**Work required:** Can you reproduce the passage from the text on listening in consulting, starting with "And more often" and going on through "undermine decision quality.", but with "certifications" replaced by "credentials"?

>> Start Supplied text

In consulting, listening is often treated as a soft skill. Something you either “have” or you “don’t.” In reality, it’s a core business capability because most strategic mistakes don’t happen due to lack of intelligence or data — they happen because leaders and consultants solve the wrong problem.


And more often than not, that starts with not really hearing what’s actually being said. Early in my career, I thought I was a strong listener. I asked the right questions. I took careful notes. I rephrased back what I'd heard. I practiced rapport

religiously. I had the certifications, the frameworks, the mental checklist of active-listening techniques. By every external measure, I was doing it right.


But what I eventually realized was: I wasn’t listening to understand the system, I was listening to respond. And clients can feel that difference immediately.


Over time, I started noticing patterns — subtle behaviours that consistently distort how we hear, interpret, and act on information. They don’t look like mistakes. They look like professionalism, but they quietly undermine decision quality.


Here are four of them.

1. Answering Too Fast


One of the most common signals of poor listening is speed. When someone describes a problem, and the response comes immediately, it often means the answer was prepared before the problem was fully understood. In consulting environments, this usually comes from pressure — to demonstrate expertise, to add value quickly, to “not look slow.”

But fast answers create a hidden cost:

  • You anchor the conversation too early

  • You signal that the problem is already familiar

  • You reduce the chance that the client will say what actually matters


In practice, the most important information almost never comes in the first version of the story. It comes after a pause, when there’s enough silence for the client to add: “...and actually, if I’m honest…”


If you move too quickly, you never hear that part —and that’s usually the part you’re being paid for.

>> End Supplied text
>> Start Information provided

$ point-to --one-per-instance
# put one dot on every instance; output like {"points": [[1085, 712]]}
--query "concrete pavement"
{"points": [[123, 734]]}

>> End Information provided

**Completed exercise:**
And more often than not, that starts with not really hearing what’s actually being said. Early in my career, I thought I was a strong listener. I asked the right questions. I took careful notes. I rephrased back what I'd heard. I practiced rapport

religiously. I had the credentials, the frameworks, the mental checklist of active-listening techniques. By every external measure, I was doing it right.


But what I eventually realized was: I wasn’t listening to understand the system, I was listening to respond. And clients can feel that difference immediately.


Over time, I started noticing patterns — subtle behaviours that consistently distort how we hear, interpret, and act on information. They don’t look like mistakes. They look like professionalism, but they quietly undermine decision quality.